YOUR ASSIGNMENT:
When you reach the line containing "Detect: wooden stool", begin copying exactly, and keep going through the last line of the records below, copying nothing before it.

INFORMATION SUPPLIED:
------
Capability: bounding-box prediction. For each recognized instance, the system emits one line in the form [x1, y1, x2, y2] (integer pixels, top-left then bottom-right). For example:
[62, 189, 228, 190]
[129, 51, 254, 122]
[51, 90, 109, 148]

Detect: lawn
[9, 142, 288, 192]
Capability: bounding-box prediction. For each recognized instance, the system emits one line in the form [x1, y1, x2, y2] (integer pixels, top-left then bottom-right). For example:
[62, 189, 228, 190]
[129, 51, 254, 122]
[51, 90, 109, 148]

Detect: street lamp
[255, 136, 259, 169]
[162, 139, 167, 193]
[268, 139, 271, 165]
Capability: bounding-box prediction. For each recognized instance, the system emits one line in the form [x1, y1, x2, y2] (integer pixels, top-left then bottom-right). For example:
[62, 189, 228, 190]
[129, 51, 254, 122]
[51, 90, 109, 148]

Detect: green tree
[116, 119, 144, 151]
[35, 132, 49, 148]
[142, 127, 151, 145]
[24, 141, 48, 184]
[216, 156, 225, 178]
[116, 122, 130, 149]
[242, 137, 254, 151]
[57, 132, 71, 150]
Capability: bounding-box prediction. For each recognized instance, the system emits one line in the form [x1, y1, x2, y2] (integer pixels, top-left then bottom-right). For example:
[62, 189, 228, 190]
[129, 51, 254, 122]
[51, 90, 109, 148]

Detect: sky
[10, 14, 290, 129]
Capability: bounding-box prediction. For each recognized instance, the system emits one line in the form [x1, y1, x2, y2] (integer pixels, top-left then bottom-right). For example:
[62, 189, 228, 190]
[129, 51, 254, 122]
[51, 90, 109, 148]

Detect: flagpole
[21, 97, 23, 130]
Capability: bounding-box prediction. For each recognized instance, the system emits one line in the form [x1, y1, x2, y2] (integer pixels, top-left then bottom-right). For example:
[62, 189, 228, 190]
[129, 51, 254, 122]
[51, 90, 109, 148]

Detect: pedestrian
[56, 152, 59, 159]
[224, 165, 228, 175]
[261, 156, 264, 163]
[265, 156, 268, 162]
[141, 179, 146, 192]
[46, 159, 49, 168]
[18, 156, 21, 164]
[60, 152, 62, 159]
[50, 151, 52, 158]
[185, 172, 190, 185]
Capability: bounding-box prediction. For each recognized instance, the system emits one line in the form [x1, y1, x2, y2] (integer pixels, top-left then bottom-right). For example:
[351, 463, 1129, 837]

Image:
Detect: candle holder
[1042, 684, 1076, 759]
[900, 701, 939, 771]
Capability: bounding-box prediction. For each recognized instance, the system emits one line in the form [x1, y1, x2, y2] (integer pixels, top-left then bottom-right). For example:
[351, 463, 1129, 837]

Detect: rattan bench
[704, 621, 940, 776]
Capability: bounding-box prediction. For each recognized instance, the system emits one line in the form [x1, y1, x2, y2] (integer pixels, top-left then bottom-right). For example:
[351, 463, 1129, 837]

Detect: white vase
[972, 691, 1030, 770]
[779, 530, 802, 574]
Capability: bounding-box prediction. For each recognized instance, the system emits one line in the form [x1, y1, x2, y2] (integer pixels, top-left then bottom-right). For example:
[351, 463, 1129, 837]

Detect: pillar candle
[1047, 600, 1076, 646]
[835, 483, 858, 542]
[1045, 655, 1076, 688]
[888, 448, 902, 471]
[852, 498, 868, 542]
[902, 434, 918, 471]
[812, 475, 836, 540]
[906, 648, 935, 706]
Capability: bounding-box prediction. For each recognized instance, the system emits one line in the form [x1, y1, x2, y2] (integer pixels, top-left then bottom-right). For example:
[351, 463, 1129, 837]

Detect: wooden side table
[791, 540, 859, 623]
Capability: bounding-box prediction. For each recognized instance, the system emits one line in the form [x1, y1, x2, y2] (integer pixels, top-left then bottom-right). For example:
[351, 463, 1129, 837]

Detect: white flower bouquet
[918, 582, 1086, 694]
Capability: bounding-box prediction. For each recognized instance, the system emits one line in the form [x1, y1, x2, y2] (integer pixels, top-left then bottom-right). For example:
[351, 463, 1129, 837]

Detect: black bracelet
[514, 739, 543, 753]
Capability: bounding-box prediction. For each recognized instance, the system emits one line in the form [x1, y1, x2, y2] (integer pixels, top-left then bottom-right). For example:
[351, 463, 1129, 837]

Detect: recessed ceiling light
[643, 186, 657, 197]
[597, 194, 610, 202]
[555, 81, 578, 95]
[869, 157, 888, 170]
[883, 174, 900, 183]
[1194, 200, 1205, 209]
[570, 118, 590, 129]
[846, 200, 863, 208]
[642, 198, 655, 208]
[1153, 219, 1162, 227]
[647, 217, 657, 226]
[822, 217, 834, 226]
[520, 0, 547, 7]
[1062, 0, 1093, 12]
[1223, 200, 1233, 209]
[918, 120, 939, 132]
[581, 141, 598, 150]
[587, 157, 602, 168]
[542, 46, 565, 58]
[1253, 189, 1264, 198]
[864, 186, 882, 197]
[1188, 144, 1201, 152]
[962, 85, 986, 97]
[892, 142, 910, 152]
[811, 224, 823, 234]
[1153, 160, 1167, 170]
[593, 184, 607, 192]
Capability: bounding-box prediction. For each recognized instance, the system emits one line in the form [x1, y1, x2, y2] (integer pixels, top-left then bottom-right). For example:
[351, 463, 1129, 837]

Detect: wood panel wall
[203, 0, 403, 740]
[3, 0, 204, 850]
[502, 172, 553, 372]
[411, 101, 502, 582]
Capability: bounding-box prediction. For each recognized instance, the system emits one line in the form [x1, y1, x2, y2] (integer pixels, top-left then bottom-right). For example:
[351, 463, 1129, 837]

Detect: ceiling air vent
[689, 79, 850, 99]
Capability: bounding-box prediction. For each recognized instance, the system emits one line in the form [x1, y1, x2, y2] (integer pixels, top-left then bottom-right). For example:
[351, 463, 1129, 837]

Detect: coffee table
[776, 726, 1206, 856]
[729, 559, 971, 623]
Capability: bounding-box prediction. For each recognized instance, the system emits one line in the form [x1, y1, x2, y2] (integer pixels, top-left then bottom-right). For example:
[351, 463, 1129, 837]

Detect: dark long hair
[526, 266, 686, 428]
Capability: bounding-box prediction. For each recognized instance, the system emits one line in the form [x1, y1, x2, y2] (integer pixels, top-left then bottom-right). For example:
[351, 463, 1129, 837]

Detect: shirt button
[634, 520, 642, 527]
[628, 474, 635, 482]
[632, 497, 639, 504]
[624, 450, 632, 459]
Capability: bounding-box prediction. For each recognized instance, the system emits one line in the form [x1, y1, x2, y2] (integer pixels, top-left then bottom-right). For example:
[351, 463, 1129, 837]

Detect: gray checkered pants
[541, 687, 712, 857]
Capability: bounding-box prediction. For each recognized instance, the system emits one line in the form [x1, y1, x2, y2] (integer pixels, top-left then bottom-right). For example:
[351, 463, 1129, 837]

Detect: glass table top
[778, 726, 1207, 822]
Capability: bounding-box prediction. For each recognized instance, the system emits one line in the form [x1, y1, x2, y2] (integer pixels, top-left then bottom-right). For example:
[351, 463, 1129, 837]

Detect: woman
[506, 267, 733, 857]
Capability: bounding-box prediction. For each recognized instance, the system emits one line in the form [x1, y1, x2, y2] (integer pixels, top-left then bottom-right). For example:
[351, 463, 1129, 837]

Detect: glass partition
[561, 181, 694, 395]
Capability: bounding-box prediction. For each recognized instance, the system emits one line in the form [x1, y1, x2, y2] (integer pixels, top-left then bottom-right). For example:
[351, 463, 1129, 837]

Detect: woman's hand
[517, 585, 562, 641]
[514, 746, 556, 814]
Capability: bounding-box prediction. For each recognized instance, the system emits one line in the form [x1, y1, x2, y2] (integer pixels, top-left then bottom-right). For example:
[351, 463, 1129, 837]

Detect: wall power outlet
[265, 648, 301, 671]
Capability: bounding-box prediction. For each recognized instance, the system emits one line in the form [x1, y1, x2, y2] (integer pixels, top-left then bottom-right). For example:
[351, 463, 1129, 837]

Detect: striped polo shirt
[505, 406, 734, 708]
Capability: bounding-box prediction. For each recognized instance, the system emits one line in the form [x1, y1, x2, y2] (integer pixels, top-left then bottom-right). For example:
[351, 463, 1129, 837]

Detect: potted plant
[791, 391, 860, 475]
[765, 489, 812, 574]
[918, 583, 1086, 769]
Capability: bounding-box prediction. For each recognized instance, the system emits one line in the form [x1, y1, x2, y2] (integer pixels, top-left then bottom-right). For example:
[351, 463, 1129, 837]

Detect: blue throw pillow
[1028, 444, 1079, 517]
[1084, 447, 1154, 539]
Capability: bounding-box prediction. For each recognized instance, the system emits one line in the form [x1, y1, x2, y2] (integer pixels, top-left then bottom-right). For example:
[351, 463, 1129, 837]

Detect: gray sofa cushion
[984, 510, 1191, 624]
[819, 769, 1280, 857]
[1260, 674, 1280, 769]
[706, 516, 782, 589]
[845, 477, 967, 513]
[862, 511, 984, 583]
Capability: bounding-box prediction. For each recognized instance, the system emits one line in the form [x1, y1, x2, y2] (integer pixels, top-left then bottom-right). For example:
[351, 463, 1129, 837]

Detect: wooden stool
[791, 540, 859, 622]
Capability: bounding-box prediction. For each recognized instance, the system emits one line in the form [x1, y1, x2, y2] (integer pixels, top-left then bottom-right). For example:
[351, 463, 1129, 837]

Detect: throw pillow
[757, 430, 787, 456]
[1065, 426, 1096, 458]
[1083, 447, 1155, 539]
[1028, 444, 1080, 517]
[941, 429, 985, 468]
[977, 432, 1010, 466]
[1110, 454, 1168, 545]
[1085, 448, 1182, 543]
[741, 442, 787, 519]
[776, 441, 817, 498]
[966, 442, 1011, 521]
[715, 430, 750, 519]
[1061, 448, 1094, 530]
------
EXERCISE SOLUTION:
Detect: wooden stool
[791, 540, 859, 622]
Capability: bounding-box prediction. For each recognized instance, the system emits one line in the form [x1, y1, x2, y2] (integer pixels, top-left then bottom-right). For example:
[351, 463, 1129, 837]

Detect: throw pillow
[757, 430, 787, 456]
[1065, 426, 1096, 458]
[1083, 447, 1155, 539]
[1028, 444, 1080, 517]
[941, 429, 985, 468]
[977, 432, 1010, 466]
[1110, 454, 1168, 545]
[1085, 448, 1182, 543]
[741, 442, 787, 519]
[776, 441, 817, 498]
[966, 442, 1011, 521]
[715, 430, 750, 519]
[1061, 448, 1094, 530]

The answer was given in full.